Problem to work on = Every entry below should be written out exactly, and no image should appear.

Dataset records =
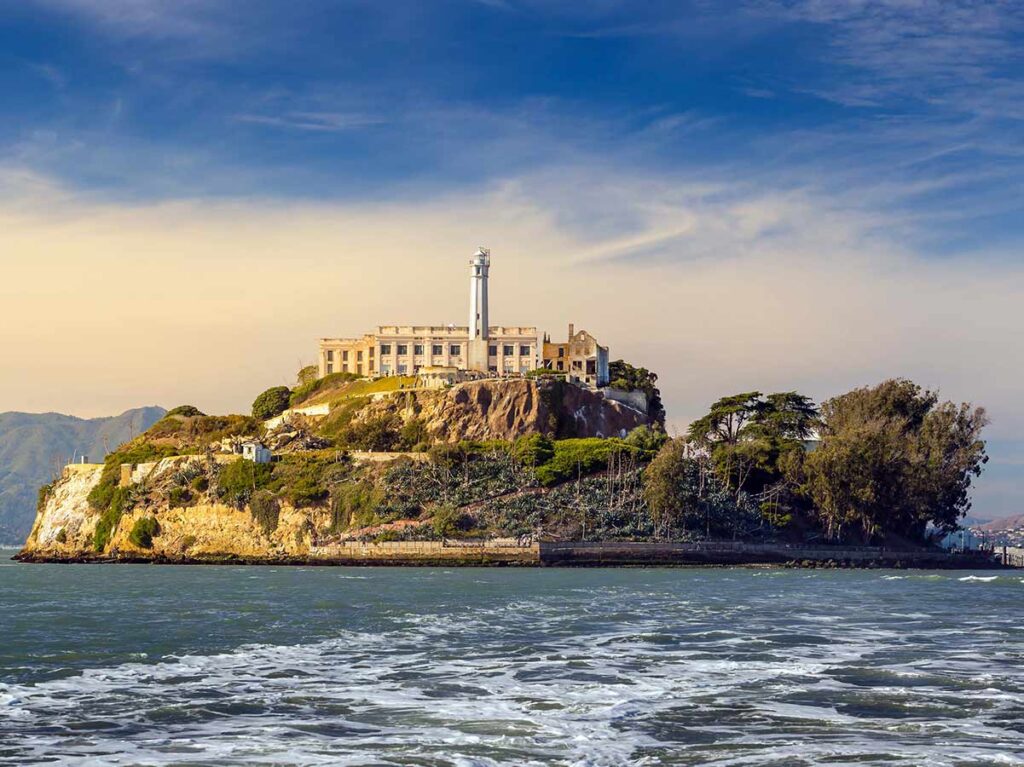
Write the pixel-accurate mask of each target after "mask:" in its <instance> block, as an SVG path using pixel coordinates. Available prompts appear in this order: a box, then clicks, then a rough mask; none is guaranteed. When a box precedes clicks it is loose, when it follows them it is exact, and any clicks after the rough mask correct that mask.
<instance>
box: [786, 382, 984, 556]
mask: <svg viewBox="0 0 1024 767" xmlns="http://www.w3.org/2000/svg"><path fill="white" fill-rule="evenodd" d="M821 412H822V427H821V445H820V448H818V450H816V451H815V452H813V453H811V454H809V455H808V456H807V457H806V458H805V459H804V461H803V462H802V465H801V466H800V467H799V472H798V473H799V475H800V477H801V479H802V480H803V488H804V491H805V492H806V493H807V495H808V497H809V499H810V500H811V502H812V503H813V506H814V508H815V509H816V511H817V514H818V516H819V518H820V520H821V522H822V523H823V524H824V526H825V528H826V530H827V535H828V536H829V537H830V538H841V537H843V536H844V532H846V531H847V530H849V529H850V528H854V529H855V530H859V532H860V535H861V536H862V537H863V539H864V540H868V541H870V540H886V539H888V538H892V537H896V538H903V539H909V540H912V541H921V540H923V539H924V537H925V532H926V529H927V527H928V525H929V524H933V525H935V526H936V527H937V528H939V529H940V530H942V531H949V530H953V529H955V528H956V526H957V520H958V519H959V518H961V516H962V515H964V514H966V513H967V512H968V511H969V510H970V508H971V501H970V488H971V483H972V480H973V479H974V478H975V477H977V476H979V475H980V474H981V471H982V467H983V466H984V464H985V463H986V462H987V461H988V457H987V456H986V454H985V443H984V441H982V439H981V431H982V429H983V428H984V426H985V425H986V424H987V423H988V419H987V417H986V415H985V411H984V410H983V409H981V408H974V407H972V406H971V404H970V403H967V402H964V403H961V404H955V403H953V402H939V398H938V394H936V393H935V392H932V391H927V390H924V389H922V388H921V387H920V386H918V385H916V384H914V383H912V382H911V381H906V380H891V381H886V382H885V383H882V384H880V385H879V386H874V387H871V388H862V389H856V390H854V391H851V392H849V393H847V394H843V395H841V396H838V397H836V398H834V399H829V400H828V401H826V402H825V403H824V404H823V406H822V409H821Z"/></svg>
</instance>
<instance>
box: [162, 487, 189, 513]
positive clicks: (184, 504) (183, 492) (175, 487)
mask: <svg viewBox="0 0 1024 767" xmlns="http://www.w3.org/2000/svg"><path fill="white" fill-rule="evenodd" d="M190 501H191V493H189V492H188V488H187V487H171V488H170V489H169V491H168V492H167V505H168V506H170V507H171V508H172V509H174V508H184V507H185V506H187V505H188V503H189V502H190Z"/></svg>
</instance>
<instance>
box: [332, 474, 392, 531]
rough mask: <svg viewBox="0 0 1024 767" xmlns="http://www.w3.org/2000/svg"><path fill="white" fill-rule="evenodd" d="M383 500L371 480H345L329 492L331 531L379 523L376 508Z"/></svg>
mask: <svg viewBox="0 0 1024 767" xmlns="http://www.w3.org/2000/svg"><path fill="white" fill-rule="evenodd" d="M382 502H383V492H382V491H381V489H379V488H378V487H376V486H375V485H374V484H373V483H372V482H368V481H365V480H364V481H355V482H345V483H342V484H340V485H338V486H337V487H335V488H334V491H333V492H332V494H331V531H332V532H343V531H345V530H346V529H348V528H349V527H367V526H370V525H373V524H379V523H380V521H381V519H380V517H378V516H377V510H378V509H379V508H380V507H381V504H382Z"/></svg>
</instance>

Result =
Write the pixel-accurate mask of each target after "mask:" in its <instance> block, as an SVG path using pixel coordinates. Available prompts appear in this order: a box, then clicks, then a rough mask; none is guaranteed. When a box precedes clicks it is loose, when it follows them it is exact, and any clicks after the rough mask correct that mask.
<instance>
box: [786, 382, 984, 556]
mask: <svg viewBox="0 0 1024 767" xmlns="http://www.w3.org/2000/svg"><path fill="white" fill-rule="evenodd" d="M821 412H822V427H821V445H820V448H818V450H816V451H815V452H813V453H811V454H809V455H808V456H807V457H806V458H805V459H804V461H803V462H802V465H801V466H800V467H799V472H798V473H799V475H800V477H801V479H802V480H803V488H804V491H805V492H806V493H807V495H808V497H809V499H810V500H811V502H812V503H813V506H814V508H815V509H816V511H817V514H818V516H819V518H820V520H821V522H822V523H823V524H824V526H825V528H826V530H827V535H828V536H829V537H830V538H841V537H843V536H844V532H846V531H847V530H849V529H850V528H854V529H855V530H859V532H860V535H861V536H862V537H863V539H864V540H868V541H870V540H886V539H888V538H892V537H896V538H903V539H909V540H912V541H921V540H923V539H924V537H925V532H926V529H927V527H928V525H929V524H933V525H935V526H936V527H937V528H939V529H940V530H942V531H949V530H953V529H955V528H956V526H957V520H958V519H959V518H961V516H962V515H964V514H966V513H967V512H968V511H969V510H970V508H971V501H970V488H971V483H972V480H973V479H974V478H975V477H977V476H979V475H980V474H981V471H982V467H983V466H984V464H985V463H986V462H987V461H988V457H987V456H986V454H985V443H984V441H982V439H981V431H982V429H983V428H984V426H985V425H986V424H987V423H988V419H987V417H986V415H985V411H984V410H983V409H981V408H974V407H972V406H971V404H970V403H967V402H964V403H961V404H955V403H953V402H939V398H938V394H936V393H935V392H932V391H927V390H924V389H922V388H921V387H920V386H918V385H916V384H914V383H912V382H911V381H906V380H891V381H886V382H885V383H882V384H880V385H879V386H874V387H871V388H862V389H856V390H854V391H851V392H849V393H847V394H843V395H841V396H838V397H836V398H834V399H829V400H828V401H826V402H825V403H824V404H823V406H822V409H821Z"/></svg>
</instance>
<instance>
box: [162, 487, 189, 513]
positive clicks: (184, 504) (183, 492) (175, 487)
mask: <svg viewBox="0 0 1024 767" xmlns="http://www.w3.org/2000/svg"><path fill="white" fill-rule="evenodd" d="M190 501H191V493H189V492H188V488H187V487H171V488H170V489H169V491H168V492H167V505H168V506H170V507H171V508H172V509H174V508H184V507H185V506H187V505H188V503H189V502H190Z"/></svg>
</instance>
<instance>
box: [332, 474, 392, 531]
rough mask: <svg viewBox="0 0 1024 767" xmlns="http://www.w3.org/2000/svg"><path fill="white" fill-rule="evenodd" d="M383 500L371 480H345L329 492L331 531L379 523L376 508Z"/></svg>
mask: <svg viewBox="0 0 1024 767" xmlns="http://www.w3.org/2000/svg"><path fill="white" fill-rule="evenodd" d="M382 502H383V492H382V491H381V489H379V488H378V487H376V486H375V485H374V484H373V483H372V482H368V481H365V480H364V481H355V482H345V483H342V484H340V485H338V486H337V487H335V488H334V491H333V492H332V494H331V531H332V532H343V531H345V530H346V529H348V528H349V527H367V526H370V525H373V524H379V523H380V521H381V519H380V517H378V516H377V510H378V509H379V508H380V507H381V504H382Z"/></svg>
</instance>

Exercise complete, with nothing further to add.